Content starts
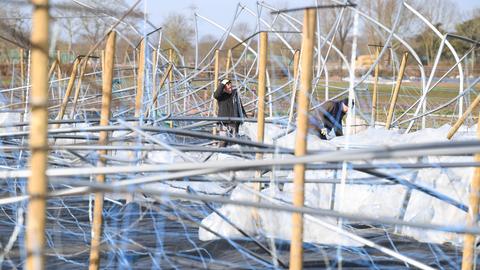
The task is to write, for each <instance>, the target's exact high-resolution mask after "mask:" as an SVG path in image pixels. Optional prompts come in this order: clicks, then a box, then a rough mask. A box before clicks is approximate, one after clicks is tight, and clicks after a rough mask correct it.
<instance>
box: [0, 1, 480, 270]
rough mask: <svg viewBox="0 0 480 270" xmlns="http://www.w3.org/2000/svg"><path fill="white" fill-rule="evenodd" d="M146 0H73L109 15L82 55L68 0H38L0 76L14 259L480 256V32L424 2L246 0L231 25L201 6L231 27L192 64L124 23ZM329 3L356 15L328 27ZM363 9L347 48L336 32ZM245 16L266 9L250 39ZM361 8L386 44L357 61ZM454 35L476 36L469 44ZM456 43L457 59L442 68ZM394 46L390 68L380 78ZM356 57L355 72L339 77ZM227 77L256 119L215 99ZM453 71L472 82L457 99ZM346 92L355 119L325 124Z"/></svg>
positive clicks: (456, 256) (6, 171) (462, 268)
mask: <svg viewBox="0 0 480 270" xmlns="http://www.w3.org/2000/svg"><path fill="white" fill-rule="evenodd" d="M141 2H142V1H141V0H139V1H136V2H135V3H134V4H133V5H132V6H131V8H130V9H128V10H125V11H123V12H121V14H114V15H112V14H109V13H108V12H105V11H102V10H99V9H96V8H95V7H93V6H90V5H88V4H86V3H84V2H82V1H77V0H73V1H72V5H73V6H75V7H77V8H82V9H83V10H87V11H89V12H91V14H92V15H94V16H95V19H98V20H102V21H103V22H104V23H105V24H108V25H109V28H108V29H107V31H106V32H105V33H104V37H103V39H101V40H98V41H97V43H96V44H95V45H94V46H92V47H91V48H90V49H89V51H88V52H86V53H85V54H84V55H76V56H75V57H74V58H73V59H71V61H67V62H65V61H63V60H62V57H57V55H56V54H55V53H52V47H51V46H52V44H54V42H52V41H51V37H50V36H49V25H50V23H49V10H51V9H55V8H62V4H58V5H56V4H55V3H51V5H49V1H48V0H32V1H31V4H29V5H32V6H33V16H32V31H31V32H32V33H31V39H30V42H29V43H30V44H31V46H30V47H25V48H19V50H21V56H22V59H21V62H20V63H12V65H11V68H12V72H11V73H10V76H11V77H10V80H11V81H12V83H11V87H3V86H2V89H1V90H0V92H1V94H2V99H3V100H2V105H1V106H2V108H1V114H0V116H1V117H2V124H1V125H0V138H1V142H2V144H1V145H0V150H1V152H0V154H1V157H2V159H1V167H2V168H1V169H0V178H1V179H2V181H1V184H0V186H1V198H0V209H1V213H2V219H1V223H2V225H1V226H0V230H1V232H2V234H1V235H2V237H1V239H0V243H1V246H2V252H1V253H0V254H1V255H0V262H1V265H2V267H5V268H12V269H16V268H24V267H25V268H27V269H42V268H86V267H89V268H90V269H98V268H101V269H110V268H122V269H123V268H135V269H145V268H152V269H157V268H165V269H184V268H187V267H190V268H201V269H225V268H233V269H277V268H278V269H284V268H291V269H301V268H312V269H318V268H320V269H322V268H342V267H343V268H346V269H356V268H358V269H360V268H362V269H365V268H369V269H370V268H371V269H390V268H391V269H399V268H410V267H414V268H420V269H459V268H460V267H462V269H476V267H478V266H476V262H477V258H478V247H477V236H478V235H479V234H480V227H479V226H478V222H477V219H478V204H479V194H478V192H479V187H480V171H479V169H478V167H479V165H480V163H479V162H480V156H479V154H478V153H479V152H480V143H479V141H478V138H477V135H476V133H475V129H476V128H477V127H478V125H475V124H476V121H477V119H478V117H477V115H475V113H477V114H478V110H477V109H476V106H477V105H478V103H479V102H480V98H478V97H477V95H478V90H479V88H478V87H477V83H478V82H479V80H480V77H475V76H466V74H465V73H466V71H465V65H464V62H465V60H466V59H467V57H468V56H469V55H470V54H471V53H472V52H474V51H475V50H478V48H479V46H480V43H479V41H475V40H471V39H468V38H465V37H461V36H457V35H454V34H448V33H447V34H445V33H442V32H440V31H439V30H438V29H437V28H436V27H435V26H434V25H433V24H432V23H431V22H429V21H428V20H427V19H426V18H425V17H424V16H423V15H422V14H421V13H420V12H419V11H417V10H416V9H415V8H414V7H413V6H411V5H409V4H408V2H407V1H400V2H401V5H399V8H398V10H396V11H395V19H394V23H393V24H392V26H391V27H388V26H386V25H384V24H382V23H381V22H379V21H378V20H377V19H376V18H374V17H371V16H369V15H368V14H367V13H366V12H364V7H363V6H362V5H361V4H360V3H361V2H360V3H359V4H353V3H350V2H349V1H347V2H346V3H345V2H343V1H331V3H330V4H328V5H323V6H318V5H317V6H312V7H308V8H301V9H298V10H297V9H293V10H279V9H277V8H275V7H273V6H270V5H269V4H267V3H265V2H258V3H257V7H258V8H257V10H251V9H249V8H248V7H247V6H243V5H242V4H238V8H237V10H236V11H235V14H232V22H231V24H230V25H220V24H218V23H217V22H215V21H214V20H212V19H209V18H206V17H205V16H202V15H201V14H195V15H194V17H195V18H194V21H195V23H196V24H198V23H207V24H210V25H212V26H214V27H216V28H217V29H218V32H219V33H220V36H221V37H220V38H219V39H218V40H217V41H216V42H215V44H214V45H213V46H212V47H211V48H210V49H209V51H208V53H207V54H206V55H200V54H199V48H198V43H199V42H198V39H197V40H196V44H195V49H194V51H195V57H194V61H193V62H192V63H189V62H188V61H187V60H186V57H184V55H183V52H182V51H181V50H180V49H179V48H177V47H175V45H174V43H173V42H171V41H170V39H169V38H171V37H168V36H165V35H162V29H161V28H158V27H157V26H155V25H154V24H153V23H151V22H150V21H149V20H147V19H144V20H143V24H142V26H141V27H138V26H137V25H132V24H129V23H128V22H127V20H125V19H126V18H128V17H129V16H132V13H133V12H134V10H135V9H136V8H138V7H139V5H140V3H141ZM16 3H17V4H18V2H16ZM327 8H328V9H337V10H339V11H340V12H338V13H337V18H336V19H335V23H334V24H333V25H332V27H331V28H330V29H328V31H327V32H325V31H321V30H320V28H319V26H320V25H321V23H322V18H321V16H318V12H320V11H321V10H324V9H327ZM347 12H349V13H352V14H353V35H352V36H353V38H352V44H351V51H350V52H349V53H348V54H344V53H342V50H340V49H339V48H337V47H336V46H335V44H334V42H333V39H334V37H335V34H336V32H337V31H338V30H339V25H340V23H341V22H342V20H343V19H344V18H343V16H344V14H346V13H347ZM406 13H409V14H413V15H414V16H416V17H417V18H418V19H420V20H421V21H422V23H424V24H425V25H426V26H427V27H428V29H429V31H431V32H432V33H434V34H435V35H436V38H437V39H438V40H439V42H440V45H439V49H438V51H437V52H436V57H435V61H434V63H433V65H432V66H429V67H428V68H427V67H426V66H425V65H424V63H423V61H422V57H421V55H419V54H418V52H416V51H415V50H414V49H413V46H412V45H411V44H410V43H409V42H408V41H407V40H405V39H402V37H401V36H400V35H398V29H397V26H398V25H399V22H400V21H401V20H402V16H403V15H404V14H406ZM240 14H247V15H248V16H253V17H255V18H256V22H257V25H256V29H257V31H255V33H252V35H251V36H249V37H248V38H243V39H242V38H240V37H239V36H237V35H236V33H235V32H234V31H233V30H232V29H234V26H235V24H236V23H238V21H237V20H236V19H237V18H238V17H239V16H240ZM272 18H273V19H272ZM299 18H300V19H299ZM360 22H362V23H363V24H366V25H369V26H371V27H375V28H376V29H377V31H378V33H379V35H380V36H381V37H383V41H382V45H381V46H378V45H375V46H371V47H370V49H371V50H372V54H374V55H375V57H373V58H372V59H373V61H372V63H371V64H369V65H368V66H367V67H366V68H365V69H364V70H363V71H362V73H361V74H360V75H358V74H359V73H358V68H359V67H358V65H356V59H358V58H357V46H359V44H358V42H357V38H358V37H359V36H360V35H361V31H362V30H364V27H360ZM132 33H134V34H135V38H134V39H132V35H131V34H132ZM292 37H296V38H293V40H296V41H297V42H293V43H292V42H291V40H292ZM272 39H276V40H277V41H279V42H280V43H281V44H282V46H281V47H278V46H270V44H269V42H270V41H271V40H272ZM119 40H122V41H124V42H126V43H128V44H129V48H128V50H127V51H128V53H126V54H125V55H118V53H117V51H116V44H117V42H118V41H119ZM227 40H235V42H236V44H235V45H233V46H230V47H228V46H227V45H228V44H231V43H228V42H227ZM452 40H460V41H461V42H463V43H465V44H468V45H469V46H470V49H469V50H468V51H467V52H466V53H464V54H459V53H458V52H457V49H456V48H455V46H454V44H453V43H452ZM300 41H301V42H300ZM163 44H168V46H169V47H170V49H168V50H162V48H163ZM394 44H395V46H394ZM53 51H55V49H54V48H53ZM446 54H448V55H450V56H451V57H452V58H453V59H454V64H452V65H451V66H449V67H448V68H446V69H438V65H439V63H440V61H441V60H442V57H445V55H446ZM333 58H335V59H339V60H340V62H339V63H340V64H338V63H332V60H331V59H333ZM385 59H388V62H389V65H388V68H389V69H390V71H389V72H390V73H389V74H390V75H391V76H385V77H381V76H380V75H379V69H380V68H384V67H385V65H383V66H382V63H384V62H385V61H386V60H385ZM221 61H224V62H222V63H220V62H221ZM342 72H343V73H344V74H343V76H341V77H344V83H341V84H338V83H333V82H332V81H333V79H332V78H334V77H338V74H339V73H342ZM223 78H229V79H231V80H232V81H233V83H234V85H235V86H236V88H237V91H238V93H239V95H240V96H241V99H242V100H243V103H244V105H245V108H246V111H247V113H248V115H249V117H247V118H242V119H238V118H229V119H225V118H221V117H217V116H216V113H215V111H216V102H215V99H214V98H213V92H214V90H215V88H216V86H217V84H218V82H219V80H221V79H223ZM407 79H408V80H410V82H409V83H405V82H406V81H407ZM446 82H447V83H450V85H454V86H453V87H451V89H450V93H454V94H453V95H449V96H448V98H444V97H441V98H439V97H438V95H437V93H438V92H441V91H443V90H439V89H438V88H439V85H441V84H443V83H446ZM402 83H403V84H402ZM380 84H383V85H389V91H388V92H382V91H380V90H379V87H378V86H379V85H380ZM390 88H391V92H390ZM382 95H383V96H382ZM345 96H349V97H350V100H353V99H355V107H353V109H351V110H349V111H348V113H347V120H346V123H345V129H346V132H345V136H343V137H338V138H335V139H333V140H331V141H322V140H320V139H319V138H318V137H317V136H315V134H313V133H312V131H311V130H310V131H309V127H308V121H309V120H308V118H309V116H311V115H314V114H315V112H316V110H317V109H318V108H319V107H320V106H321V105H322V104H323V103H324V102H325V101H326V100H328V99H338V98H340V97H345ZM472 112H473V113H472ZM222 120H231V121H240V122H242V123H243V124H242V126H241V131H240V136H238V137H235V138H232V137H224V136H221V135H219V134H217V133H216V123H217V122H218V121H222ZM479 121H480V120H479ZM479 134H480V132H479ZM220 141H226V142H228V143H229V144H228V146H227V147H218V146H217V144H218V142H220Z"/></svg>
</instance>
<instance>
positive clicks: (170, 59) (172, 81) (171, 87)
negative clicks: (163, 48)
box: [168, 49, 175, 93]
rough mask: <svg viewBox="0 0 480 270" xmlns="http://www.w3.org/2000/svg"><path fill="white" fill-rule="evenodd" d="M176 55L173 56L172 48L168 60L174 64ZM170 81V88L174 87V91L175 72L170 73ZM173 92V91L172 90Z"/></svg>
mask: <svg viewBox="0 0 480 270" xmlns="http://www.w3.org/2000/svg"><path fill="white" fill-rule="evenodd" d="M174 60H175V59H174V57H173V49H170V50H169V51H168V61H169V62H170V63H171V64H174V63H173V61H174ZM168 81H169V82H170V89H172V91H173V72H172V73H170V76H169V77H168ZM172 93H173V92H172Z"/></svg>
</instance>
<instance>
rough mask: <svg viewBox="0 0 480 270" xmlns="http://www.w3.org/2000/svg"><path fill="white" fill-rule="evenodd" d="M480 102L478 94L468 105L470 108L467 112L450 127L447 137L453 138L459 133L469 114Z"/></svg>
mask: <svg viewBox="0 0 480 270" xmlns="http://www.w3.org/2000/svg"><path fill="white" fill-rule="evenodd" d="M479 103H480V95H478V96H477V97H476V98H475V100H474V101H473V102H472V103H471V104H470V106H468V108H467V109H466V110H465V112H464V113H463V114H462V116H461V117H460V118H459V119H458V120H457V122H455V124H454V125H453V126H452V128H450V130H449V131H448V134H447V139H449V140H450V139H452V137H453V135H455V133H457V131H458V129H459V128H460V127H461V126H462V125H463V122H465V120H466V119H467V117H468V115H470V113H471V112H472V111H473V109H475V107H477V106H478V104H479Z"/></svg>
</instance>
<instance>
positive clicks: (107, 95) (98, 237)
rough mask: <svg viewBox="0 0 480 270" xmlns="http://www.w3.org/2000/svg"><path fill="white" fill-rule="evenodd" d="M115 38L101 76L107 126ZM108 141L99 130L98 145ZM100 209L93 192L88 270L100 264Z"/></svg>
mask: <svg viewBox="0 0 480 270" xmlns="http://www.w3.org/2000/svg"><path fill="white" fill-rule="evenodd" d="M115 39H116V32H110V34H109V35H108V38H107V45H106V50H105V66H104V67H105V69H104V70H103V72H104V74H103V76H102V80H103V83H102V108H101V115H100V126H108V124H109V118H110V107H111V100H112V80H113V66H114V59H115ZM107 142H108V131H101V132H100V134H99V137H98V144H99V145H106V144H107ZM106 154H107V150H100V151H99V155H100V156H104V155H106ZM105 163H106V160H105V159H104V158H102V157H101V158H100V159H99V160H98V163H97V167H104V166H105ZM97 182H99V183H104V182H105V174H99V175H98V176H97ZM102 211H103V193H101V192H97V193H95V206H94V210H93V225H92V243H91V249H90V264H89V269H90V270H96V269H98V268H99V266H100V242H101V238H102Z"/></svg>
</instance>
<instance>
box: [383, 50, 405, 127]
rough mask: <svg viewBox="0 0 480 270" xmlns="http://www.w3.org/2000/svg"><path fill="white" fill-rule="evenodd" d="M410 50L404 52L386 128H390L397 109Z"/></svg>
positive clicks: (388, 113)
mask: <svg viewBox="0 0 480 270" xmlns="http://www.w3.org/2000/svg"><path fill="white" fill-rule="evenodd" d="M407 60H408V52H405V53H403V57H402V63H401V64H400V70H399V72H398V77H397V83H396V84H395V89H394V90H393V95H392V101H391V102H390V108H389V110H388V115H387V122H386V123H385V129H390V126H391V124H392V119H393V113H394V111H395V104H396V103H397V98H398V93H399V92H400V87H401V86H402V81H403V74H405V68H406V66H407Z"/></svg>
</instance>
Content ends
Exercise prompt —
Retype the records word for word, from their start through the line containing "positive clicks: (456, 256)", with both ends included. Leave the pictures out of your answer.

Reply to the exercise —
The task is to write, for each <instance>, the target's exact high-resolution mask after "mask:" as an SVG path in image pixels. Optional prompts come in this order: clicks, then a box, then a rough mask. A box before clicks is approximate, one after clicks is tight, and clicks after a rough mask correct it.
<instance>
box: [0, 1, 480, 270]
rough mask: <svg viewBox="0 0 480 270" xmlns="http://www.w3.org/2000/svg"><path fill="white" fill-rule="evenodd" d="M146 0H73L109 15L82 55L68 0H38L0 76L14 259L480 256V32L424 2L246 0L231 25L201 6L231 27L192 64L124 23ZM329 3L356 15L328 27ZM363 9L347 48L336 32ZM245 16L266 9L250 39ZM361 8L386 44L357 61ZM454 35L476 36L469 44ZM456 43L457 59L442 68ZM394 46L390 68L380 78ZM356 57L355 72L339 77ZM227 77L256 119L215 99ZM453 71L472 82L457 99ZM346 92L355 119L325 124Z"/></svg>
positive clicks: (456, 256) (6, 171) (462, 268)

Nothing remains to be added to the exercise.